### EXCERPTED RECORDS
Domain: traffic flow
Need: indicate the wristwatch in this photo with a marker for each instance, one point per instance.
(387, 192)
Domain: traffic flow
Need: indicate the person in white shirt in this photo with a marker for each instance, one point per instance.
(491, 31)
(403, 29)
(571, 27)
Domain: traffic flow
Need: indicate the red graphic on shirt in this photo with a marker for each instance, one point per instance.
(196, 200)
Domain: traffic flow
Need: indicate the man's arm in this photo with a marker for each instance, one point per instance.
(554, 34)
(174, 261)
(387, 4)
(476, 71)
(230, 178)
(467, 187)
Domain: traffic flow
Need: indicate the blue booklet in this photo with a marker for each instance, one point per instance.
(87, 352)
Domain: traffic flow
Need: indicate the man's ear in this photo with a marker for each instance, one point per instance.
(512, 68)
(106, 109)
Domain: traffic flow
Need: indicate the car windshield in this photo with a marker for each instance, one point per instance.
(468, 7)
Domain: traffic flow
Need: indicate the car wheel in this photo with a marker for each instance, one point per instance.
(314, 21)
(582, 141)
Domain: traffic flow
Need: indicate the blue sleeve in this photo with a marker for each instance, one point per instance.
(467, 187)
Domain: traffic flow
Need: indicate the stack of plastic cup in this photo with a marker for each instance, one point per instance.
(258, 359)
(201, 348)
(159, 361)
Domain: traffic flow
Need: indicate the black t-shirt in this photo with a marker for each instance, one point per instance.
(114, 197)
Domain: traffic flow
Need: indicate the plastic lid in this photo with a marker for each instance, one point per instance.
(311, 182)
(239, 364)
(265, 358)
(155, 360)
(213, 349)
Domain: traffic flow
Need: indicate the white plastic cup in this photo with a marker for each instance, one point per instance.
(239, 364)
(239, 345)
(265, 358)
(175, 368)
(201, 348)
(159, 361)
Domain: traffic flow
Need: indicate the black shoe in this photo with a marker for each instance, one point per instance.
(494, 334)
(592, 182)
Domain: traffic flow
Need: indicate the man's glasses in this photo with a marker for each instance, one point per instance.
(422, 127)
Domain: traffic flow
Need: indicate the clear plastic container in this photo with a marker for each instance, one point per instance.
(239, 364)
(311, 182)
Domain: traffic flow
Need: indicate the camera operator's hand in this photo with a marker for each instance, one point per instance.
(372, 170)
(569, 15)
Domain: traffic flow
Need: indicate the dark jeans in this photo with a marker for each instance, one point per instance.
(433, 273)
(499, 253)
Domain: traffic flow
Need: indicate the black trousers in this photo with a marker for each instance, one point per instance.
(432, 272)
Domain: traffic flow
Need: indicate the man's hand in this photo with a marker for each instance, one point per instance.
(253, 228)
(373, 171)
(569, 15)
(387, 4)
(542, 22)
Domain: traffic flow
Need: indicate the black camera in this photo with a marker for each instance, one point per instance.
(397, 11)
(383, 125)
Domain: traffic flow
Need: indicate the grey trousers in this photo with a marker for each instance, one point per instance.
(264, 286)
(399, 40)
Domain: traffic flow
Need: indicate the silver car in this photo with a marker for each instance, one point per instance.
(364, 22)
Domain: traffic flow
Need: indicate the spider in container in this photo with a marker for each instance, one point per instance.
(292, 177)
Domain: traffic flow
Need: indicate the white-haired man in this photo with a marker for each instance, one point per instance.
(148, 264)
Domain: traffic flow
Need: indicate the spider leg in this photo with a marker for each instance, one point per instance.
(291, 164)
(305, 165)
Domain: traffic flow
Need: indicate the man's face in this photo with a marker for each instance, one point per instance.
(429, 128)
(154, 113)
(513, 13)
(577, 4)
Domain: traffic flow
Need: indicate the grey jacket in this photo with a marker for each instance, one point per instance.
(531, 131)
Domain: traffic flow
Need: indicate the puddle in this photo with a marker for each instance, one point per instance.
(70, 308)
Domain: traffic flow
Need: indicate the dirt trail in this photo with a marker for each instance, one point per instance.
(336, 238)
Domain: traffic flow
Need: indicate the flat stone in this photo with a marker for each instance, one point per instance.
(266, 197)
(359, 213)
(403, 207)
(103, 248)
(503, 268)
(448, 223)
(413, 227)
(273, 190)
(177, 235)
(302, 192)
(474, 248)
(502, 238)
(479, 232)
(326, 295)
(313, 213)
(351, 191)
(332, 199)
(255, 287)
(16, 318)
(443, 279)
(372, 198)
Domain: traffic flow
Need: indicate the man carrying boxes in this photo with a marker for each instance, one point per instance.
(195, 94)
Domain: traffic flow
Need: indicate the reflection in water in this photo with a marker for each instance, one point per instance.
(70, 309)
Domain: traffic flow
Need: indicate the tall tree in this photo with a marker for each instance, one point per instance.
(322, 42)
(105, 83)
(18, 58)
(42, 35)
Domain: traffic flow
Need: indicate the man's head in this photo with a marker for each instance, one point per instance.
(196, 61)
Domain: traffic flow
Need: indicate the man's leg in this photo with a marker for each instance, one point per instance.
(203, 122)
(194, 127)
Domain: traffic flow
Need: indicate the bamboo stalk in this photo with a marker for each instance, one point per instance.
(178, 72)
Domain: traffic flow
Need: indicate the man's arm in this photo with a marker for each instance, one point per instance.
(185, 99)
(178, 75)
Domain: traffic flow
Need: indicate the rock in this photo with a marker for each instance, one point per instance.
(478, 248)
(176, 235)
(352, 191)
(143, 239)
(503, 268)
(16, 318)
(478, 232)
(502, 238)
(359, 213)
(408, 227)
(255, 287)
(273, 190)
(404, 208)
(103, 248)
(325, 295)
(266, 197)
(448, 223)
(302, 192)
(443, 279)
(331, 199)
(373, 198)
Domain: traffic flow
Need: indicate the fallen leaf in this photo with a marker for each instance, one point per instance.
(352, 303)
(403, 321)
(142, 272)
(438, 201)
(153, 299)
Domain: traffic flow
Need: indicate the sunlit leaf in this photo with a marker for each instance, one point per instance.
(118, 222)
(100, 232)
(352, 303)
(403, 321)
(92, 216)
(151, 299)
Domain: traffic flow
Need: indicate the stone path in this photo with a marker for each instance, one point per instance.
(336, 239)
######
**WHAT THE TASK ASKS**
Report every line in the items above that contains the string "camera", copying each such line in full. Count a line only if the string appears in it with the same capitalization.

**OUTPUT**
Need: indicate the camera operator's hand in this photo with a marker for each instance, one point per instance.
Need: indicate the black camera in this photo with a marker for each instance, one point per instance.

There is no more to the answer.